── EXTRACTED INFORMATION ──

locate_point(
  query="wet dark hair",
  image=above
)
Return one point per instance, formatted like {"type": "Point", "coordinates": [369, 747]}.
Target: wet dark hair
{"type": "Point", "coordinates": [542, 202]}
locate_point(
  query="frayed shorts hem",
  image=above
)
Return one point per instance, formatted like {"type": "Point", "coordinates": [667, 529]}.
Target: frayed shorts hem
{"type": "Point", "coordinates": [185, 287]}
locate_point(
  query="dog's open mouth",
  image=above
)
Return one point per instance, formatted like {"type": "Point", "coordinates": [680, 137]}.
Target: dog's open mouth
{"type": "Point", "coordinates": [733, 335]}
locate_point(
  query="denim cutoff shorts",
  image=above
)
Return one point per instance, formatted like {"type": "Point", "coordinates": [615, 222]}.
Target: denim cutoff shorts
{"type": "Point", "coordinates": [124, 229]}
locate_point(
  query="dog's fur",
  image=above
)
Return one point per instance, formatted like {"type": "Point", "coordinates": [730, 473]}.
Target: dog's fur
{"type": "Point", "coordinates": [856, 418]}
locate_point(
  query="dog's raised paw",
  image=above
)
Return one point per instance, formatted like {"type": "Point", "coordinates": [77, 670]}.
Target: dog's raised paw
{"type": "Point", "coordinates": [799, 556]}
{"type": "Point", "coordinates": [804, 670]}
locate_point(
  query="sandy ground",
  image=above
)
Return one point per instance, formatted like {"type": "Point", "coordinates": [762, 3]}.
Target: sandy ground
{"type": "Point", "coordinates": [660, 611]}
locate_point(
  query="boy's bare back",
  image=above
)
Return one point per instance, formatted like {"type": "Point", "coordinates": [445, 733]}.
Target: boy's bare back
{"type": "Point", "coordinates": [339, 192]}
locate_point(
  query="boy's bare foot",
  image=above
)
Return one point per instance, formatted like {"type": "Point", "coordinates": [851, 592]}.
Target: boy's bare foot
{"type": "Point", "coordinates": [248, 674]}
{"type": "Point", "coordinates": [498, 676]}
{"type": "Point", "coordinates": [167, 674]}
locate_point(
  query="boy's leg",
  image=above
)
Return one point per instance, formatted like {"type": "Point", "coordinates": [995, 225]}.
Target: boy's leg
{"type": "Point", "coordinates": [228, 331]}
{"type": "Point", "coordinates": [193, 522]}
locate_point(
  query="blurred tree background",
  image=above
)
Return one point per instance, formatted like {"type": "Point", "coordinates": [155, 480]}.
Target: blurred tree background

───

Once you have read the records above, write them all out exactly.

SOLUTION FOR THIS PROBLEM:
locate_point(
  query="wet dark hair",
  image=above
)
Return one point per instance, formatted like {"type": "Point", "coordinates": [369, 747]}.
Target: wet dark hair
{"type": "Point", "coordinates": [542, 202]}
locate_point(
  query="frayed shorts hem",
  image=above
)
Return one point per instance, formatted like {"type": "Point", "coordinates": [667, 529]}.
Target: frayed shorts hem
{"type": "Point", "coordinates": [185, 287]}
locate_point(
  query="dog's open mouth",
  image=above
)
Return one point per instance, formatted like {"type": "Point", "coordinates": [680, 137]}.
Target: dog's open mouth
{"type": "Point", "coordinates": [733, 335]}
locate_point(
  query="denim cutoff shorts",
  image=above
)
Return one point per instance, formatted like {"type": "Point", "coordinates": [615, 222]}.
Target: denim cutoff shorts
{"type": "Point", "coordinates": [124, 229]}
locate_point(
  query="dog's fur",
  image=above
)
Return one point per instance, formatted like {"type": "Point", "coordinates": [730, 473]}.
Target: dog's fur
{"type": "Point", "coordinates": [856, 418]}
locate_point(
  query="dog's raised paw",
  image=above
)
Return one point per instance, formatted like {"type": "Point", "coordinates": [77, 670]}.
Target: dog's raised paw
{"type": "Point", "coordinates": [799, 556]}
{"type": "Point", "coordinates": [804, 670]}
locate_point(
  query="sandy ground",
  image=above
)
Return one point per instance, formatted like {"type": "Point", "coordinates": [762, 3]}.
Target: sandy ground
{"type": "Point", "coordinates": [660, 611]}
locate_point(
  query="boy's bare back",
  image=above
)
Return one point per instance, formatted like {"type": "Point", "coordinates": [445, 733]}.
Target: boy's bare back
{"type": "Point", "coordinates": [339, 192]}
locate_point(
  query="boy's bare foot",
  image=above
)
Return one point per instance, formatted like {"type": "Point", "coordinates": [851, 592]}.
Target: boy's bare foot
{"type": "Point", "coordinates": [248, 674]}
{"type": "Point", "coordinates": [498, 676]}
{"type": "Point", "coordinates": [167, 674]}
locate_point(
  query="boy's leg",
  image=above
)
Return one point per instance, formatted like {"type": "Point", "coordinates": [995, 225]}.
Target: boy's leg
{"type": "Point", "coordinates": [228, 331]}
{"type": "Point", "coordinates": [193, 522]}
locate_point(
  query="blurred tree background",
  image=above
)
Return one point per instance, formatted like {"type": "Point", "coordinates": [155, 480]}.
Target: blurred tree background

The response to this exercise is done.